Parts of the exercise »
**a.** According to the movie review, what kind of snake is the "desert snake" that appears in one shot?
**b.** Retype the part of the movie review that begins at the words "The biggest problem" and stops after "never does anything.".

Passage given »
A couple of assholes named Watney (no relation to the guy who got left behind on Mars) and Cabot (no relation to the author of The Princess Diaries) are on their way to a bar when they are forced to make a detour into another dimension. Fortunately, this is a sequel: Cabot has been here before and so rather than dying of thirst in the desert, they find their way to the cardboard city of Coroba. There, the two become embroiled in a plot by Queen Lara to murder her husband and seize power. She imprisons Watney and the rightful heir, Princess Talena, and sends a bounty hunter to capture the escaped Cabot. After much pointless wandering around, the conspiracy is revealed. The bounty hunter kills Lara, Cabot marries Talena and becomes king, Watney is sent back to Earth, and Zeno the High Priest does basically nothing despite being played by the only cast member anybody in the audience has ever heard of.
Quick Note: the 'desert snake' that appears in one shot appears to be a Burmese python, a semi-aquatic species that lives in the rainforests of southeast Asia. They could not have gotten that more wrong if they'd tried.
Besides that stunning failure of herpetology, the thing about this movie that most sticks in my mind is the kissing. Cabot and Talena share several kisses. They're supposed to be epic and passionate, but there's something weirdly mechanical about them, like we're watching exaggerated stop-motion animation of a kiss. It's as if neither Urbano Barberini nor Rebecca Feratti have any actual experience of kissing, and are trying to kiss based on having read an anatomical study of the muscles involved. Gross.
After that, the second thing I remember about the movie is how incredibly fake everything in it looks. Cabot's flashback tells us that Gor is a harsh world, and it breeds harsh people – this is supposed to be a gritty, raw, half-savage place, where the aristocracy wallow in decadence while the common folk toil in the mud, and where death is always a just a hair away. The sets and costumes are admittedly elaborate, and there is at least some unity of design (unlike, say, Deathstalker and the Warriors from Hell, where they just used whatever they could find in the prop warehouse), but everything looks like it was made in a high school art class. King Marlenus' crowns appear to be made of cardboard and hot glue, spray-painted gold. Talena and the 'Leather Women' look like they're wearing bondage gear from Spencer's Gifts, while the dancers are in 'sexy genie' Hallowe'en costumes. The entire city of Coroba is built out of plywood, except for the parts that are built from styrofoam (hence why the slaves are being worked to death in the styrofoam mines). That stupid 'lizard woman' face painted on the wall looks like the work of a twelve-year-old who has just learned how to grid out facial proportions.
The biggest problem with Outlaw, however, is one that only becomes obvious after a little thought. Having pondered the film's story for a while, trying to figure out why it seems so pointless, I eventually realized – it's because Cabot, our ostensible hero, never does anything.
Well, that's not quite true. He does a couple of things, but nothing he does ever matters. He beats up some sand Nazis when they first arrive on Gor, but that has absolutely no connection with the rest of the plot. He gets himself and Watney to Coroba, where he is conveniently present to be framed when Lara murders her husband. Afterwards he flees into the desert where he and his sidekick Hup get lost and wander in circles for a while. They find a group of slavers chasing people in the middle of nowhere for some reason, and stage a jailbreak which frees exactly one slave. Then they're caught by the bounty hunter and taken back to Coroba, where both Lara and Zeno try to bargain for Cabot's loyalty and fail. The villains lose not because of him, but because they turn on each other. The whole movie could have happened just fine even if Cabot never bothered to show up.

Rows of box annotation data
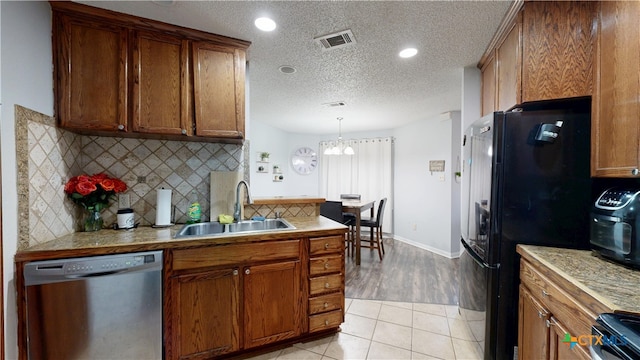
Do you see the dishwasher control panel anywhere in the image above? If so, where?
[24,251,162,286]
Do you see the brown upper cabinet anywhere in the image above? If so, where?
[591,1,640,178]
[478,1,597,115]
[53,15,128,132]
[50,1,250,142]
[132,31,193,135]
[193,42,246,138]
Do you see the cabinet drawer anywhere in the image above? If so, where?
[309,274,344,295]
[173,240,300,270]
[520,261,596,346]
[309,255,342,276]
[309,310,343,332]
[309,293,343,315]
[309,235,344,256]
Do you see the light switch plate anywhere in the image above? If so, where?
[118,194,131,209]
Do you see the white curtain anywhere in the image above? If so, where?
[319,137,393,233]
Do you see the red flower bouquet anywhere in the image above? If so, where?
[64,173,127,211]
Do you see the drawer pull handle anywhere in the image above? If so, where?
[545,320,556,328]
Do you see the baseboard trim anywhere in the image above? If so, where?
[383,233,460,259]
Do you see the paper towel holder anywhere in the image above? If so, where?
[151,187,175,228]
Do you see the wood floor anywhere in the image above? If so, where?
[345,239,458,305]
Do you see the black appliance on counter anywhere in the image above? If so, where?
[589,313,640,360]
[459,97,592,359]
[590,187,640,268]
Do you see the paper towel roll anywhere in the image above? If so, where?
[156,189,171,226]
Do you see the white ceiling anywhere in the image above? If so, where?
[78,1,511,134]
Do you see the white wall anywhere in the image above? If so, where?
[394,113,455,257]
[0,1,53,359]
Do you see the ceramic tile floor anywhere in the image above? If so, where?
[251,299,482,360]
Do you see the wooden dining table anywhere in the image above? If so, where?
[342,199,375,265]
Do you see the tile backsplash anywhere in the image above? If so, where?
[15,105,249,249]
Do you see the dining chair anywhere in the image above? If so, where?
[340,194,362,200]
[320,200,355,256]
[360,198,387,260]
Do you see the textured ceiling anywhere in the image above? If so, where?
[78,1,511,134]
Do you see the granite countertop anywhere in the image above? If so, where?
[518,245,640,313]
[15,216,347,261]
[251,195,325,206]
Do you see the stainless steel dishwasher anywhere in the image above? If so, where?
[24,251,163,359]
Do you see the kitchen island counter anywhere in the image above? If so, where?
[518,245,640,313]
[15,216,347,262]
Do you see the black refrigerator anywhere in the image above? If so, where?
[459,97,592,360]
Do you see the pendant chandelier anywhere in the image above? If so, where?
[324,117,356,155]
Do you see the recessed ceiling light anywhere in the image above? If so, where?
[152,0,176,6]
[254,18,276,31]
[398,48,418,58]
[279,65,297,74]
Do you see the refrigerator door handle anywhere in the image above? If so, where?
[460,238,500,269]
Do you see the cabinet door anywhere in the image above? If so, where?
[167,269,240,359]
[53,12,128,131]
[591,1,640,177]
[192,42,246,139]
[132,31,193,135]
[244,260,303,348]
[496,21,522,111]
[522,1,598,102]
[482,52,496,116]
[518,285,550,360]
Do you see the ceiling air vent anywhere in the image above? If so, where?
[322,101,347,108]
[314,30,356,50]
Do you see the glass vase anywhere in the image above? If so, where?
[84,207,103,231]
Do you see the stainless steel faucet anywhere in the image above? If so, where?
[233,180,253,222]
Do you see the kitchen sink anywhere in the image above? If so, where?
[175,219,295,238]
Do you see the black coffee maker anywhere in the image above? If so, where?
[589,188,640,268]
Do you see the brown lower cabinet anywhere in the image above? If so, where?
[518,259,606,360]
[164,235,344,359]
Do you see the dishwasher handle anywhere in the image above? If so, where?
[24,251,162,286]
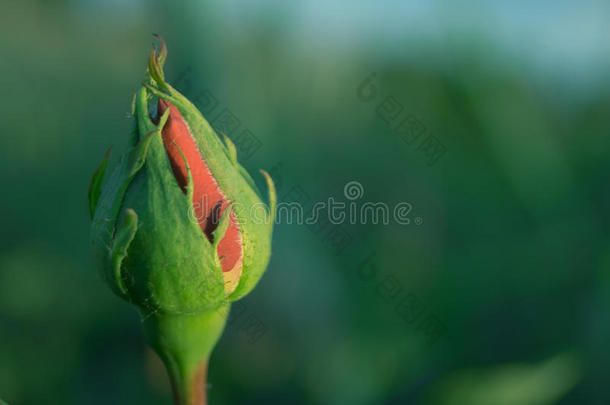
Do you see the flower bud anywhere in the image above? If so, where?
[89,36,276,314]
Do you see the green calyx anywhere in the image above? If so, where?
[89,37,276,314]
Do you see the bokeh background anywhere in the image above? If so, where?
[0,0,610,405]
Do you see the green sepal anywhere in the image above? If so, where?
[221,132,239,166]
[87,147,112,219]
[110,209,138,294]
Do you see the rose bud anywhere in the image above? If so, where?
[89,38,276,404]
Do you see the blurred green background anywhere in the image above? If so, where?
[0,0,610,405]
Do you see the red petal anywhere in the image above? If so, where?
[157,99,242,280]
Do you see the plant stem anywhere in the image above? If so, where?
[143,305,229,405]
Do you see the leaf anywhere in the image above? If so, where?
[110,208,138,294]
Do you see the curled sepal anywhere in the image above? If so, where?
[110,208,138,294]
[260,169,277,227]
[148,37,168,90]
[221,132,239,166]
[154,34,167,69]
[212,202,233,266]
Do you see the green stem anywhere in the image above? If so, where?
[143,305,229,405]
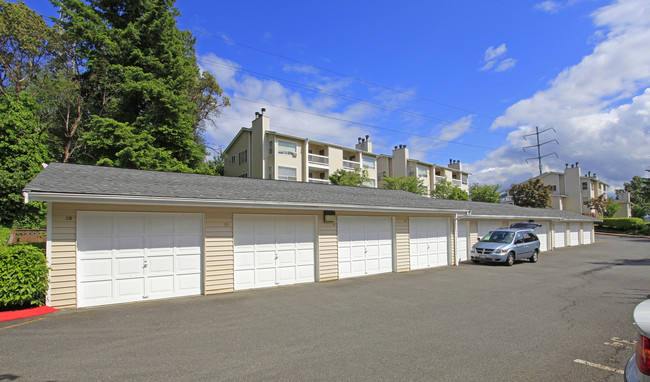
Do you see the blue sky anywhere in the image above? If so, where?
[27,0,650,193]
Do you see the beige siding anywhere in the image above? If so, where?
[318,216,339,281]
[203,213,235,294]
[223,131,253,178]
[395,216,411,272]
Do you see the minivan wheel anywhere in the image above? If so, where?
[506,252,515,267]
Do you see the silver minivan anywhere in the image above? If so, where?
[470,228,539,266]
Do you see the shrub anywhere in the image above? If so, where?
[601,218,645,231]
[0,244,49,308]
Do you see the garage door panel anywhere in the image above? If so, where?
[79,258,113,280]
[234,267,255,289]
[176,255,201,274]
[79,280,113,304]
[77,212,203,306]
[255,268,277,287]
[79,214,113,237]
[113,236,144,256]
[234,215,315,290]
[278,267,296,285]
[175,273,201,296]
[113,257,144,278]
[147,256,174,275]
[77,236,113,257]
[172,215,203,235]
[147,275,174,297]
[338,216,393,278]
[254,251,275,268]
[114,277,144,300]
[115,215,145,236]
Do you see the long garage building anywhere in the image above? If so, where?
[24,163,595,308]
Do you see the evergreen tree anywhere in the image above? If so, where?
[54,0,228,172]
[383,176,427,195]
[510,178,551,208]
[469,183,501,203]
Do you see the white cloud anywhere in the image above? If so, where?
[199,54,380,148]
[479,43,517,72]
[494,58,517,72]
[535,0,562,13]
[471,0,650,191]
[408,115,474,158]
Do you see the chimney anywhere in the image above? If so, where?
[356,135,372,153]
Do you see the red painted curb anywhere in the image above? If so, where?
[0,305,57,322]
[596,232,650,239]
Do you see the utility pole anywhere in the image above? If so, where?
[523,126,560,175]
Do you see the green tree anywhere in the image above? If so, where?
[510,178,551,208]
[0,91,48,226]
[431,179,469,200]
[330,168,370,187]
[623,176,650,218]
[53,0,229,172]
[382,176,427,195]
[469,183,501,203]
[0,0,54,226]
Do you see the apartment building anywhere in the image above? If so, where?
[377,145,470,193]
[501,162,608,214]
[224,109,470,191]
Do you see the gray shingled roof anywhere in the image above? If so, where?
[24,163,593,220]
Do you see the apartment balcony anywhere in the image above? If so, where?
[307,154,330,168]
[309,178,330,184]
[343,159,361,170]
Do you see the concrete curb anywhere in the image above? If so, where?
[596,232,650,240]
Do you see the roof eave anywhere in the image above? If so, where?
[26,191,469,215]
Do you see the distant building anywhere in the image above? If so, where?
[224,109,470,192]
[501,162,608,214]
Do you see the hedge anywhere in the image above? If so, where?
[600,218,646,231]
[0,244,49,308]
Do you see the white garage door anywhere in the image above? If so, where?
[456,221,469,261]
[569,223,580,245]
[535,222,548,252]
[553,223,566,248]
[77,212,203,307]
[409,218,448,269]
[582,223,594,244]
[338,216,393,278]
[478,220,501,239]
[233,215,315,290]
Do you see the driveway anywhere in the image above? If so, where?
[0,236,650,381]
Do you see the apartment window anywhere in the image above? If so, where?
[363,179,377,188]
[363,157,375,170]
[417,166,427,176]
[278,166,298,180]
[278,140,298,157]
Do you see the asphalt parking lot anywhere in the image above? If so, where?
[0,236,650,381]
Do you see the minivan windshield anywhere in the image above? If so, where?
[481,231,515,243]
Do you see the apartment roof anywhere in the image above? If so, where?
[24,163,594,221]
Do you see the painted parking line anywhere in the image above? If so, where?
[0,317,47,330]
[573,359,625,374]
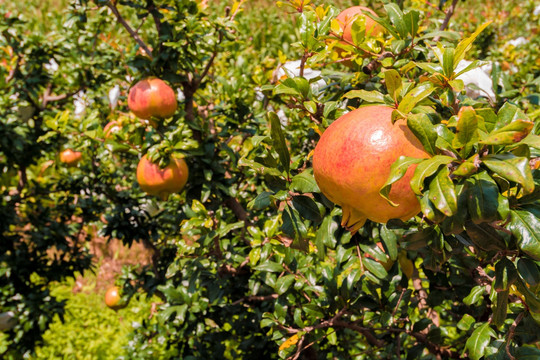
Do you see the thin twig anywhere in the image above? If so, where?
[107,1,153,59]
[433,0,458,42]
[506,311,525,360]
[6,55,21,83]
[231,294,279,305]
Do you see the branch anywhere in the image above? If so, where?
[107,1,154,60]
[334,321,386,348]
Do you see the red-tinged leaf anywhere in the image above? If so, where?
[398,83,435,114]
[411,155,454,195]
[379,156,422,206]
[481,120,534,145]
[384,69,402,101]
[428,166,457,216]
[467,172,499,224]
[465,323,496,360]
[407,113,438,155]
[482,154,534,195]
[452,106,478,158]
[508,210,540,261]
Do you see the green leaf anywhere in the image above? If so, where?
[492,102,527,131]
[521,134,540,150]
[466,172,499,224]
[493,257,518,292]
[463,285,486,306]
[482,154,534,195]
[441,47,454,79]
[398,82,435,114]
[465,221,506,251]
[362,258,388,279]
[274,274,296,295]
[407,113,438,155]
[248,191,272,210]
[379,156,422,206]
[384,69,402,102]
[291,169,321,193]
[403,10,420,37]
[379,225,398,261]
[253,260,285,272]
[518,257,540,286]
[454,21,491,68]
[508,210,540,261]
[343,90,384,104]
[452,106,478,158]
[419,190,446,224]
[281,205,308,251]
[411,155,454,195]
[481,119,534,145]
[384,3,408,39]
[465,323,496,360]
[457,314,476,331]
[476,108,498,133]
[292,195,321,222]
[268,111,291,174]
[429,166,457,216]
[491,290,510,327]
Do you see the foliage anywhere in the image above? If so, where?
[33,276,159,360]
[0,0,540,359]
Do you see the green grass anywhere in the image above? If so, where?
[32,278,157,360]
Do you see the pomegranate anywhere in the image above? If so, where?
[313,105,429,232]
[336,6,384,43]
[105,286,122,310]
[128,77,177,120]
[59,149,82,167]
[137,155,189,200]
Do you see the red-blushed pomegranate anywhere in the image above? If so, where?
[105,286,122,310]
[128,77,177,120]
[336,6,384,43]
[59,149,82,167]
[137,155,189,200]
[313,105,429,232]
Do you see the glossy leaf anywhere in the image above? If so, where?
[452,106,478,158]
[384,69,402,102]
[466,172,499,224]
[398,83,435,114]
[482,155,534,195]
[482,119,534,145]
[508,210,540,261]
[379,156,422,206]
[268,111,291,174]
[411,155,454,195]
[291,170,320,193]
[465,323,496,360]
[407,113,438,155]
[429,167,457,216]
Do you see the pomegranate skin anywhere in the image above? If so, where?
[59,149,82,167]
[128,77,178,120]
[336,6,384,43]
[313,105,429,232]
[137,155,189,200]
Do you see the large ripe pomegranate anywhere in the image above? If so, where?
[313,105,429,232]
[59,149,82,167]
[128,77,177,120]
[336,6,384,43]
[137,155,189,200]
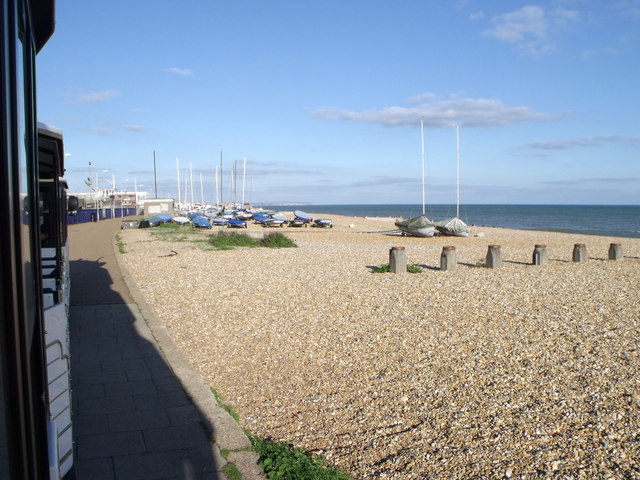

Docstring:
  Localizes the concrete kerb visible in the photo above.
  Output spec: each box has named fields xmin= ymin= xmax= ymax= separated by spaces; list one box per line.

xmin=113 ymin=238 xmax=265 ymax=480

Answers given »
**a.** A Burmese python.

**b.**
The biggest problem with Outlaw, however, is one that only becomes obvious after a little thought. Having pondered the film's story for a while, trying to figure out why it seems so pointless, I eventually realized – it's because Cabot, our ostensible hero, never does anything.